* _Text excerpt_:
# Ldot

##### Multitype L-function (i-to-any)

Calculates an estimate of the multitype L-function
(from type `i`

to any type)
for a multitype point pattern.

- Keywords
- spatial, nonparametric

##### Usage

`Ldot(X, i, ...)`

##### Arguments

- X
- The observed point pattern, from which an estimate of the dot-type $L$ function $L_{ij}(r)$ will be computed. It must be a multitype point pattern (a marked point pattern whose marks are a factor). See under Details.
- i
- Number or character string identifying the type (mark value)
of the points in
`X`

from which distances are measured. - ...
- Arguments passed to
`Kdot`

.

##### Details

This command computes
$$L_{i\bullet}(r) = \sqrt{\frac{K_{i\bullet}(r)}{\pi}}$$
where $K_{i\bullet}(r)$ is the multitype $K$-function
from points of type `i`

to points of any type.
See `Kdot`

for information
about $K_{i\bullet}(r)$.

The command `Ldot`

first calls
`Kdot`

to compute the estimate of the `i`

-to-any
$K$-function, and then applies the square root transformation.

* _Short problem a_: In the records, change "forearm" to "wrist" in the stretch from the start of the records through the line containing "top-left (191, 50), bottom-right (216, 96)", leaving everything else as it is.
These records have no connection to the Ldot help page.

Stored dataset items
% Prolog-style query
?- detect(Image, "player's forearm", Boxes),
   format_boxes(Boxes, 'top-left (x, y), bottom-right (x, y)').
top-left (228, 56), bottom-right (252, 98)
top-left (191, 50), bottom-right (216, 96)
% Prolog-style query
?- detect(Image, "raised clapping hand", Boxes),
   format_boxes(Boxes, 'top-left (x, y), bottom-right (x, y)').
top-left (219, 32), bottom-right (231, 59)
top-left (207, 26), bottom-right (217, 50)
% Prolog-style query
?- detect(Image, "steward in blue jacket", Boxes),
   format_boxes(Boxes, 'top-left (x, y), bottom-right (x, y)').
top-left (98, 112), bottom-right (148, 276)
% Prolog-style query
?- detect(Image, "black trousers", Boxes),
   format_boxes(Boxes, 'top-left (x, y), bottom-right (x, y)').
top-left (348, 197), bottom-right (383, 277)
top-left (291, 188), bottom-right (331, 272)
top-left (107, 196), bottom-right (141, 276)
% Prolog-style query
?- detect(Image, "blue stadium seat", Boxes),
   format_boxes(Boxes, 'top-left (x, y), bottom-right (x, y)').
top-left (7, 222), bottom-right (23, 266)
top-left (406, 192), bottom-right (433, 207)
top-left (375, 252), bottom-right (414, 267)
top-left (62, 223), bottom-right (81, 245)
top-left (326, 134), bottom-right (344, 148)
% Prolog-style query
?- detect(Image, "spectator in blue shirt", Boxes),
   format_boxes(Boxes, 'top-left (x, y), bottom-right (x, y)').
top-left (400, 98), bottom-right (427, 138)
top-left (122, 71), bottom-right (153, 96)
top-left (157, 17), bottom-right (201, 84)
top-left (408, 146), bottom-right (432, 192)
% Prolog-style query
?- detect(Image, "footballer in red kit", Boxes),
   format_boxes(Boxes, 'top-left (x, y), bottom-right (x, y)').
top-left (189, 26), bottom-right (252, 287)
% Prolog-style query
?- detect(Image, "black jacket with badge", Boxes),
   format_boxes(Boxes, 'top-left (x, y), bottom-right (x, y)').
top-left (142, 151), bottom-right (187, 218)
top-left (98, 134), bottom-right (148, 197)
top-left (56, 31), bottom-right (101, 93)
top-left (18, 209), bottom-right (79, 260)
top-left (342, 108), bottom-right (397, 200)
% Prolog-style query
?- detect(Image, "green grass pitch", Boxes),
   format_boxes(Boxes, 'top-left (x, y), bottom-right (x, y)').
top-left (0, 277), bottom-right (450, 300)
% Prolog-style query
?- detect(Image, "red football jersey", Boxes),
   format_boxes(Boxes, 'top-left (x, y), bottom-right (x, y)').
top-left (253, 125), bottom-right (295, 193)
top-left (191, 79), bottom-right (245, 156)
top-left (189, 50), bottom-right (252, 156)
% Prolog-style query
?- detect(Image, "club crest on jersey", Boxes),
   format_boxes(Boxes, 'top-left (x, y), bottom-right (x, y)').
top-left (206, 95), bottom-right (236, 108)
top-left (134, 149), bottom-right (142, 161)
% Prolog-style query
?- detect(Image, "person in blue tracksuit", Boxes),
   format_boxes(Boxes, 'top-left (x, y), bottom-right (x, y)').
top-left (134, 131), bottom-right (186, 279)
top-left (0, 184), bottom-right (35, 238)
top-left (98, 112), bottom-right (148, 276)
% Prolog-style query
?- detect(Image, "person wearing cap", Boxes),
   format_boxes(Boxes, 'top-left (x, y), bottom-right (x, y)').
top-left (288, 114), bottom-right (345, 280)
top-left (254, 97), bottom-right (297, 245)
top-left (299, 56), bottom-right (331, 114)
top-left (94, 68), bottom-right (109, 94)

* _Short problem b_: Translate this sentence from the Ldot help page into Spanish: "It must be a multitype point pattern (a marked point pattern whose marks are a factor)."

* _Task solution a_:
% Prolog-style query
?- detect(Image, "player's wrist", Boxes),
   format_boxes(Boxes, 'top-left (x, y), bottom-right (x, y)').
top-left (228, 56), bottom-right (252, 98)
top-left (191, 50), bottom-right (216, 96)

* _Task solution b_: Debe ser un patrón de puntos multitipo (un patrón de puntos marcado cuyas marcas son un factor).